Ihre fotografischen Kenntnisse erwirbt Astfalck-Vietz von 1925 bis 1926 im Atelier des Fotografen Lutz Kloss (Lebensdaten unbekannt). Mit 26 Jahren, am 1. Oktober 1927, eröffnet sie ihr erstes Atelier in der Markgraf-Albrecht-Straße 10 im damaligen Bezirk Berlin-Wilmersdorf.
Die nun selbstständige Fotografin lernt 1928 den Architekten Hellmuth Astfalck kennen, den sie 1929 heiratet. Gemeinsam gründen sie das Atelier für „Photographie, Propaganda und Kunstgewerbe“. In den 1930er Jahren erschweren Inflation und Wirtschaftskrise die Selbständigkeit. Die Machtübernahme durch die Nationalsozialisten 1933 ist eine Zäsur: Um sich staatlicher Einflussnahme und der Regulierung der Berufsfotografie zu entziehen, widmet sich das Paar verstärkt der Werbe- und Gebrauchsgrafik sowie der Innenarchitektur. In dieser Zeit gibt Astfalck-Vietz Zeichen- und Privatunterricht für jüdische Kinder und Jugendliche, denen der Be-such öffentlicher Schulen infolge der nationalsozialistischen Politik verboten ist.
Nach dem Ende des Zweiten Weltkriegs 1945 sucht Marta Astfalck-Vietz einen Neuanfang. Ein Anknüpfen an die fotografische Praxis der 1920er ist nicht mehr möglich. Sie gibt Zeichenunterricht, arbeitet sozialpädagogisch und intensiviert die Pflanzenmalerei. Nach über 50 Jahren in Berlin, zieht sie 1970 mit Hellmuth Astfalck nach Nienhagen bei Celle, wo sie weiterhin künstlerischen Unterricht gibt.
1994 stirbt Marta Astfalck-Vietz im Alter von 92 Jahren.

## Aufgabe A:
An welchem Tag eröffnet Astfalck-Vietz laut dem Text über ihr Leben ihr erstes Atelier?
## Aufgabe B:
Schreib den Text über das Leben von Marta Astfalck-Vietz nach seinem letzten Satz weiter.

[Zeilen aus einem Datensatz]
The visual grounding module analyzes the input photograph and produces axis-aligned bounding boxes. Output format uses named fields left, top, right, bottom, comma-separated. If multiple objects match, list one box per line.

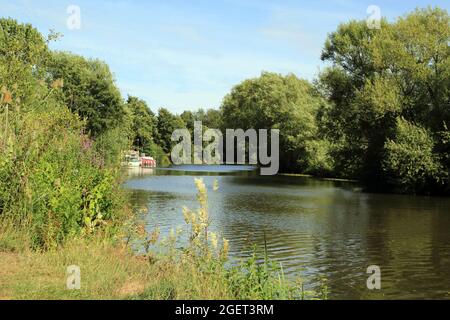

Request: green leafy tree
left=156, top=108, right=186, bottom=154
left=48, top=52, right=126, bottom=137
left=127, top=96, right=157, bottom=152
left=221, top=72, right=325, bottom=172
left=383, top=118, right=441, bottom=192
left=318, top=8, right=450, bottom=190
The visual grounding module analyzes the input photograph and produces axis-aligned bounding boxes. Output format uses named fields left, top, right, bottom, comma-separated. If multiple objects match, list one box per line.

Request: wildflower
left=2, top=87, right=12, bottom=104
left=183, top=206, right=192, bottom=224
left=209, top=232, right=217, bottom=249
left=148, top=227, right=160, bottom=244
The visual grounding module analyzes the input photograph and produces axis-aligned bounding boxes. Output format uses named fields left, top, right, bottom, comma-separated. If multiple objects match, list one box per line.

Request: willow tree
left=221, top=72, right=330, bottom=173
left=320, top=8, right=450, bottom=190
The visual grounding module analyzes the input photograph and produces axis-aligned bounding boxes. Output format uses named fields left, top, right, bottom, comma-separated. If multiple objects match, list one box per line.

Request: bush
left=383, top=118, right=440, bottom=192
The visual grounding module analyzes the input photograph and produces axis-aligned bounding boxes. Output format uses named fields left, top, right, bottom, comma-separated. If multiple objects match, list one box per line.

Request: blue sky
left=0, top=0, right=450, bottom=113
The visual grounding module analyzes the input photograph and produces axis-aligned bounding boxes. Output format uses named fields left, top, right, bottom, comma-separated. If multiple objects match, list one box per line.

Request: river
left=125, top=166, right=450, bottom=299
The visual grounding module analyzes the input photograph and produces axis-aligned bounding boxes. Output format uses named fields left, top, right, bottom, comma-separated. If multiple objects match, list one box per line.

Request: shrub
left=383, top=118, right=440, bottom=192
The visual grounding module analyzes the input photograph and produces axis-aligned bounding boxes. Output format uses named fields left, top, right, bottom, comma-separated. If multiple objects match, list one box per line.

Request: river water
left=125, top=166, right=450, bottom=299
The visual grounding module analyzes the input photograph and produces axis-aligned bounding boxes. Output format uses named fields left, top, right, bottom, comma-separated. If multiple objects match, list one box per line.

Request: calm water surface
left=126, top=166, right=450, bottom=299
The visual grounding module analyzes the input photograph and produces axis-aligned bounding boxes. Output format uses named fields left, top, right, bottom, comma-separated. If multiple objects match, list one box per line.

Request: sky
left=0, top=0, right=450, bottom=113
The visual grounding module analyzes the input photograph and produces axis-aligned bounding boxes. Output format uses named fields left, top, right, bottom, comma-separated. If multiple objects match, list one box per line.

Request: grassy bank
left=0, top=180, right=326, bottom=300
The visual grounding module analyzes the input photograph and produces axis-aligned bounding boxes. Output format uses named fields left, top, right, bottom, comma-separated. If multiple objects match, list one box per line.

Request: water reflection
left=126, top=166, right=450, bottom=299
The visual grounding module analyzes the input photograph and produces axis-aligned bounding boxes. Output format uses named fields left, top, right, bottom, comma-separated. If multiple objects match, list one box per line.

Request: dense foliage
left=221, top=72, right=331, bottom=174
left=0, top=19, right=123, bottom=248
left=320, top=8, right=450, bottom=192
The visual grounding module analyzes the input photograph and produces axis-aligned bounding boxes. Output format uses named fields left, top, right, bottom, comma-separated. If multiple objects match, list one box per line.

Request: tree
left=156, top=108, right=186, bottom=154
left=126, top=96, right=156, bottom=152
left=0, top=19, right=49, bottom=107
left=318, top=8, right=450, bottom=189
left=383, top=118, right=441, bottom=193
left=48, top=52, right=125, bottom=137
left=220, top=72, right=325, bottom=172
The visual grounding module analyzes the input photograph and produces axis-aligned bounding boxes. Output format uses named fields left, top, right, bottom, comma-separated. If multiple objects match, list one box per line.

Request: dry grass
left=0, top=232, right=236, bottom=300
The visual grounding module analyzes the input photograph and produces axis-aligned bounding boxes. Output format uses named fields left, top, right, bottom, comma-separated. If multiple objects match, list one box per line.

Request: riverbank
left=0, top=179, right=327, bottom=300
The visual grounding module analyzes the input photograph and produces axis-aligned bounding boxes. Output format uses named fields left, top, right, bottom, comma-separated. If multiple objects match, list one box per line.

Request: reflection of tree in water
left=125, top=170, right=450, bottom=299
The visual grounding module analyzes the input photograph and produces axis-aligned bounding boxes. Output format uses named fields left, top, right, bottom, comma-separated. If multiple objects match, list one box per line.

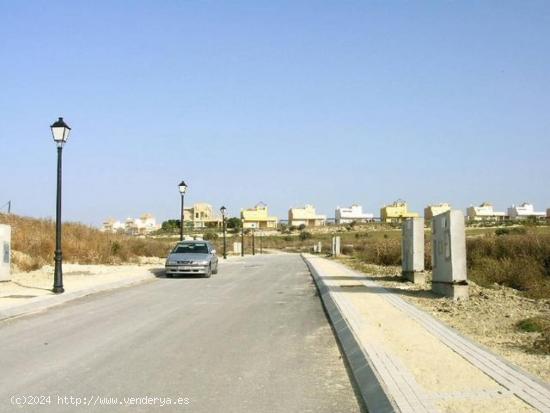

## Antwort A:
Am 1. Oktober 1927.

## Antwort B:
Geschichte des Nachlasses
Das Berliner Atelier von Astfalck-Vietz in der Treuchtlinger Straße 10 wird im November 1943 bei einem Bombenangriff zerstört. Durch Glück überdauern viele Arbeiten den Zweiten Weltkrieg in der Obhut ihres Vaters, dem Kunstverleger Reinhold Vietz (1873–1958). Ihm hat sie einige ihrer Fotografien in den 1920er Jahren als Geschenke übergeben. Nach 1945 gibt er diese schweren Herzens an seine Tochter zurück.
Lange Zeit bleibt das fotografische Werk von Marta Astfalck-Vietz unentdeckt. Erst 1989 mit der Ausstellung „Photographie als Photographie“ in der Berlinischen Galerie, die zwei mit „Marta Vietz“ gekennzeichnete Fotografien präsentiert, kann eine Verbindung zu der zu diesem Zeitpunkt in Niedersachsen lebenden Künstlerin hergestellt werden.
Der heute vorhandene Nachlass kommt in mehreren Etappen in die Berlinische Galerie. 1990 schenkt die Künstlerin eine große Anzahl an Fotografien dem Museum, nach ihrem Tod 1994 wird dieses Konvolut ergänzt. 2022/2023 wird der Nachlass im Rahmen des „Förderprogramms zur Digitalisierung von Kulturgut des Landes Berlin“ digitalisiert und in Teilen restauriert.
Die Ausstellung wird ermöglicht durch den Förderverein der Berlinischen Galerie e.V.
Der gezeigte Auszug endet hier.